What to work on: Could you edit the stretch from the line containing "Category: photographer with camera" through the line containing "pixel 630 513" so that "plastic cup" becomes "paper cup"? Return only those lines, with nothing else changed.
--- START OF Available records ---
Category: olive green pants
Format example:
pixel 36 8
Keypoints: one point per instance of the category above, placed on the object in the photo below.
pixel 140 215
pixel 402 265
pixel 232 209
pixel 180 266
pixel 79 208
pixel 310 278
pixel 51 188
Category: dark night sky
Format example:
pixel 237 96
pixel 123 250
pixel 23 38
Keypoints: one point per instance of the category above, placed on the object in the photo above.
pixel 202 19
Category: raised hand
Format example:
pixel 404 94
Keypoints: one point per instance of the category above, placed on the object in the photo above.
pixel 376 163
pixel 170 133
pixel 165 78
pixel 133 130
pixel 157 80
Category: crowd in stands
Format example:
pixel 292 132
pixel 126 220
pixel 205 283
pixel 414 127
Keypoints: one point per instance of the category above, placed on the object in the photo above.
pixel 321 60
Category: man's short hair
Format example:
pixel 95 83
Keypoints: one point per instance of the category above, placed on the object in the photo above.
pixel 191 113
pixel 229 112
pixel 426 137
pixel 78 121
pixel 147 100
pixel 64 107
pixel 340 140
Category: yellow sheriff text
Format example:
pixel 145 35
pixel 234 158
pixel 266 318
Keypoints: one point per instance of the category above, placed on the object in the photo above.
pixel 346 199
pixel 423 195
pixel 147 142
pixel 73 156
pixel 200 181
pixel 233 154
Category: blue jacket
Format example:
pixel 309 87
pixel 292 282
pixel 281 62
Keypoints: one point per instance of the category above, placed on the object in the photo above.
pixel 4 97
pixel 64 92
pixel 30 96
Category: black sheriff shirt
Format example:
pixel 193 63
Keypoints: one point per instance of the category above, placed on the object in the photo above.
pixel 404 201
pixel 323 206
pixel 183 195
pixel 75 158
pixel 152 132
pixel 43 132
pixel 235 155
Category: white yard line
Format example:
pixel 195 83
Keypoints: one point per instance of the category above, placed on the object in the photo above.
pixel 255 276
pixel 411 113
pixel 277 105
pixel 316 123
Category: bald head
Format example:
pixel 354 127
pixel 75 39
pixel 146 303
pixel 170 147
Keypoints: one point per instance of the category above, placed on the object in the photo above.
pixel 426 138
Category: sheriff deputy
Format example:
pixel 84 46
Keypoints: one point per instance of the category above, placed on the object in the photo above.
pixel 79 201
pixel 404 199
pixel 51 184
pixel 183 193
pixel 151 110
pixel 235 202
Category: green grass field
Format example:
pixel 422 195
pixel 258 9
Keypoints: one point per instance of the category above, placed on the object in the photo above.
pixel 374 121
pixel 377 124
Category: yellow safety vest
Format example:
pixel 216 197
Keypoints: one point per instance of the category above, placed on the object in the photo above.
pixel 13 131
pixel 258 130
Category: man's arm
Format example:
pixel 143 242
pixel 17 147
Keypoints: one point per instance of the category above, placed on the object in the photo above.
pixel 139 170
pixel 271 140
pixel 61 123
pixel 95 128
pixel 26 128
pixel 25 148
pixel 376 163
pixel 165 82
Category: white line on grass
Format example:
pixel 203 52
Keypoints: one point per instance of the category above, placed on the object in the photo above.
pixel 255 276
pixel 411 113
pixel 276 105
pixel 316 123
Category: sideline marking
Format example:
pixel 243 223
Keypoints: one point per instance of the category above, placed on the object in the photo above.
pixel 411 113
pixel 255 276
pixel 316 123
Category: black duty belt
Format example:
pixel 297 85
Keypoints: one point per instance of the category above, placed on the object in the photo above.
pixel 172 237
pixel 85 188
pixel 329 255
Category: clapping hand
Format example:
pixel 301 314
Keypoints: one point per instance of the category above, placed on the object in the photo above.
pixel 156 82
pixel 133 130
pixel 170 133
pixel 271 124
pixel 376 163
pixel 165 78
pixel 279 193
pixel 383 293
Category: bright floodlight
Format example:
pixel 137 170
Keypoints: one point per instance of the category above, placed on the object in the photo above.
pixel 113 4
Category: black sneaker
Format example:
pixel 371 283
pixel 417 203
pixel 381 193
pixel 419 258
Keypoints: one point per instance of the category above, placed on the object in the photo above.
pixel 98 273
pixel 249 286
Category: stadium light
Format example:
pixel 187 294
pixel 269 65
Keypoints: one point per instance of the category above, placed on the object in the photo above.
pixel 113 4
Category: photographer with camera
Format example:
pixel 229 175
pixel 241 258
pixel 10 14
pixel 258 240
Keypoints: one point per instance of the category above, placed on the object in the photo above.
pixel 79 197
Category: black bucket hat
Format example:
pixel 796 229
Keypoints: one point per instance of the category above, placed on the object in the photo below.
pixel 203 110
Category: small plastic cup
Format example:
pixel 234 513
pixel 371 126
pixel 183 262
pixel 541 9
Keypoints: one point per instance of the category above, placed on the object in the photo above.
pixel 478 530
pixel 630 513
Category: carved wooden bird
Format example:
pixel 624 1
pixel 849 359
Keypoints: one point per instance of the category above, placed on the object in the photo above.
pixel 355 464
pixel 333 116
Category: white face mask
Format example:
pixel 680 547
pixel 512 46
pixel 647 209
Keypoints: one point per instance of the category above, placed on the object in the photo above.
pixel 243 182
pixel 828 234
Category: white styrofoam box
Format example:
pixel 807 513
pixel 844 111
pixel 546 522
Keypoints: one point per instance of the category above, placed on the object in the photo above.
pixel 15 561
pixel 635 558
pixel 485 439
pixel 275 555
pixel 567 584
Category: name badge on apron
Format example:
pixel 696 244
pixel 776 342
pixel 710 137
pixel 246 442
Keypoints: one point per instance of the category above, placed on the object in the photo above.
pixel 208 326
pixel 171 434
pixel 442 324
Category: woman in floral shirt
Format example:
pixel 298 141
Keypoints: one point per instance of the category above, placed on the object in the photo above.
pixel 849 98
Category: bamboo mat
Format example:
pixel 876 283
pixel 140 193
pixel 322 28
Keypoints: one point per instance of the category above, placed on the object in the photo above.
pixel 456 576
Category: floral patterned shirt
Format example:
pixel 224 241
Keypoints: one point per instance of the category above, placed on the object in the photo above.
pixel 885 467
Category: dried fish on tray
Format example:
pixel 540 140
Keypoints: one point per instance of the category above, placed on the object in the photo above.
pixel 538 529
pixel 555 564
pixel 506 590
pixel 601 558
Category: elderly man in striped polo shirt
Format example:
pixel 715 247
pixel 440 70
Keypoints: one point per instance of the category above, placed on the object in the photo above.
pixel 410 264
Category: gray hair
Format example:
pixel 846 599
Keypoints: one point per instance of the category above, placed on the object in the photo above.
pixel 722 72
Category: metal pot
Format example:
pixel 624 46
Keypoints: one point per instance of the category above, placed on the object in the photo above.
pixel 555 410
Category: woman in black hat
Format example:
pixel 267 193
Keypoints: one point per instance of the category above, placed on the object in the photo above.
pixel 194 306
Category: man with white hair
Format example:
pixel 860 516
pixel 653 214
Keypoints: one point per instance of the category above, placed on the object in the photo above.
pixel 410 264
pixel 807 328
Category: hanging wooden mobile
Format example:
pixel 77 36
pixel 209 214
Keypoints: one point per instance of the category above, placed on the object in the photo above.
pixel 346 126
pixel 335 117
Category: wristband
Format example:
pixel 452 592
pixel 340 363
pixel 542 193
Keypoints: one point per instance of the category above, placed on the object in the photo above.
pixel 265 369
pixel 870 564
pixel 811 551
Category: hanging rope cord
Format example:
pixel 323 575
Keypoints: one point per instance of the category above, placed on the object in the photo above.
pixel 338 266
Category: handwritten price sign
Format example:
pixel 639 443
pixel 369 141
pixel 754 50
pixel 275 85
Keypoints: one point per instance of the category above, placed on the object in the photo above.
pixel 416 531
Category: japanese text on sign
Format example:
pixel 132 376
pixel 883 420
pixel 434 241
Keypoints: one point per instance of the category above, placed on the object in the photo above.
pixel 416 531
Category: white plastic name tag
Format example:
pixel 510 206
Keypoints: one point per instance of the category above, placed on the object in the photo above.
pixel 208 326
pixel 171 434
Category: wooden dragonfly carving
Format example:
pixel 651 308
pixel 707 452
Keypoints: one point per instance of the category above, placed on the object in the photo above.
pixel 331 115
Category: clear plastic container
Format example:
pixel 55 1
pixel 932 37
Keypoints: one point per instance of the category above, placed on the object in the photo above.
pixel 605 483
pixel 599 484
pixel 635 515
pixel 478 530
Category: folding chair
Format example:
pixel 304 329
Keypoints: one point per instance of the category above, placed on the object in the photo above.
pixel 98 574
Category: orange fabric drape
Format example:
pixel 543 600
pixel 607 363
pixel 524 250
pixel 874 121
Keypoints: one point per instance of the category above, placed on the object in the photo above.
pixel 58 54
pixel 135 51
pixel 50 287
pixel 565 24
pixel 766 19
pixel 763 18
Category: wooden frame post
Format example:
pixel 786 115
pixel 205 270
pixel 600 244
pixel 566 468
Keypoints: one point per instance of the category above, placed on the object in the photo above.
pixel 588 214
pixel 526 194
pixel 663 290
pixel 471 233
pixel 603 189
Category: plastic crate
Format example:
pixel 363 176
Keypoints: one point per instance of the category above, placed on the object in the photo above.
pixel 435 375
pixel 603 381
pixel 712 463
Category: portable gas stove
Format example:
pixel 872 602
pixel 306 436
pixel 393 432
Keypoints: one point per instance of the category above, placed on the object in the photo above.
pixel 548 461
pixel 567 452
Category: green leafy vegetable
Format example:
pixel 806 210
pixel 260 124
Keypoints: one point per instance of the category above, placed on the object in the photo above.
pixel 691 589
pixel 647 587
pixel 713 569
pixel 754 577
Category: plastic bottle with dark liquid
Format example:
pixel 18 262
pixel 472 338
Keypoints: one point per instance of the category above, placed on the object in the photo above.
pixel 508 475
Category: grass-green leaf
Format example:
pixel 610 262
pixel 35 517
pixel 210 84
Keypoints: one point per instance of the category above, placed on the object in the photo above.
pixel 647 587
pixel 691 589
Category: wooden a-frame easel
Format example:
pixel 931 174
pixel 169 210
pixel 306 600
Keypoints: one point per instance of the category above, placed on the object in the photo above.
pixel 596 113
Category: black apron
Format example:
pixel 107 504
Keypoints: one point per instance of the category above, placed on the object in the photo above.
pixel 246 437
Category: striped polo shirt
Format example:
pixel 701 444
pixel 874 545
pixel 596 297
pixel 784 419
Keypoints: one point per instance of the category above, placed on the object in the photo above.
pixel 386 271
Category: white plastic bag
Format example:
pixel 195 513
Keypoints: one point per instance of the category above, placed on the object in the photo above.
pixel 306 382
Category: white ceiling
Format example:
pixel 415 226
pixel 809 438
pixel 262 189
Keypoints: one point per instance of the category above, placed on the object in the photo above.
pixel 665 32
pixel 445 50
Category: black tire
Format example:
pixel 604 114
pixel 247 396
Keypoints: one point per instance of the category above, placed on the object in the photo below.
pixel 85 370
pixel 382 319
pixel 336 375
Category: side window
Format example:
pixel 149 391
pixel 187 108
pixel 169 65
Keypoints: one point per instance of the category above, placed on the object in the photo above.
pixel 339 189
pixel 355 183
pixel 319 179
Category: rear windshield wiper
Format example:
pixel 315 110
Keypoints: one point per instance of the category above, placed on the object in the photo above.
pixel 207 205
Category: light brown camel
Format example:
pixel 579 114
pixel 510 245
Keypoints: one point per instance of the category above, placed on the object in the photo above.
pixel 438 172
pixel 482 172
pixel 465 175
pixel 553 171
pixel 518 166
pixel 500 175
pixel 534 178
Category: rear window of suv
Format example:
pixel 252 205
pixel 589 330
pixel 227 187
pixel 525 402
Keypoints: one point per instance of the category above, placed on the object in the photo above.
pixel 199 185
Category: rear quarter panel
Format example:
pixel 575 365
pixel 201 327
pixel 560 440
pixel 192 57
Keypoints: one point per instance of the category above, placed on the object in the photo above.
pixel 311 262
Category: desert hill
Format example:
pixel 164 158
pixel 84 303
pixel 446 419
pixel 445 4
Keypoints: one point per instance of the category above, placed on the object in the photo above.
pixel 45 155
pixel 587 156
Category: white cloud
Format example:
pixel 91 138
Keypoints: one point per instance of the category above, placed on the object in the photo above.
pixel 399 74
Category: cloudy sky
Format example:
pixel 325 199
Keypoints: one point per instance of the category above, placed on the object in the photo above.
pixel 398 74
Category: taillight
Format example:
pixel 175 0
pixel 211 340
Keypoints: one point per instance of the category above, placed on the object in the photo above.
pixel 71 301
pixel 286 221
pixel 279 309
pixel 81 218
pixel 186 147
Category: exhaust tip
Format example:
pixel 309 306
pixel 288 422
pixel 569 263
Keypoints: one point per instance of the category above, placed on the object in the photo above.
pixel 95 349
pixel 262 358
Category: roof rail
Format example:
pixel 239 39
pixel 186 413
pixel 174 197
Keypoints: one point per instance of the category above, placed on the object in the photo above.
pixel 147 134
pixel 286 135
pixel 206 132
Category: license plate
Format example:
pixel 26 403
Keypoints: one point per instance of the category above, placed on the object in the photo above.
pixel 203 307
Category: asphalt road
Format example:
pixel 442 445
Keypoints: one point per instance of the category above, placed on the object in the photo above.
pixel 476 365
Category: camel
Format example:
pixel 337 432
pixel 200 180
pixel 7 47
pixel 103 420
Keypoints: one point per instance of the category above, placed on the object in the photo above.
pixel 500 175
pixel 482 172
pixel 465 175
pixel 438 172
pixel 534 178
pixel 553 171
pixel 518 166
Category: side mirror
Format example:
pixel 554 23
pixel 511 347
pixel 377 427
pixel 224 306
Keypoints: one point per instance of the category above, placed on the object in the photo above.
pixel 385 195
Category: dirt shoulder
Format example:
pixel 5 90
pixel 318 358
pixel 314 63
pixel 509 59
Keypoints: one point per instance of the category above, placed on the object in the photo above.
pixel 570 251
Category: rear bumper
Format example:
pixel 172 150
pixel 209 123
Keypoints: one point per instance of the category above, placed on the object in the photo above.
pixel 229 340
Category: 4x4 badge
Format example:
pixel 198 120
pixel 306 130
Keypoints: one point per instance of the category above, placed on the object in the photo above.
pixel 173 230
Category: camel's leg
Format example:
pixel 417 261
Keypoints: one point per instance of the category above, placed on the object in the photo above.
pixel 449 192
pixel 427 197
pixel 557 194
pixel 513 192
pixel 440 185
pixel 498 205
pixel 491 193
--- END OF Available records ---
Exercise answer:
Category: photographer with camera
Format example:
pixel 229 175
pixel 241 258
pixel 10 14
pixel 258 240
Keypoints: one point per instance of the category above, placed on the object in the photo above.
pixel 79 197
Category: black bucket hat
Format example:
pixel 796 229
Keypoints: one point per instance of the category above, placed on the object in the photo below.
pixel 203 110
Category: small paper cup
Format example:
pixel 234 513
pixel 371 126
pixel 183 262
pixel 541 9
Keypoints: one point per instance of the category above, placed on the object in the photo above.
pixel 478 530
pixel 630 513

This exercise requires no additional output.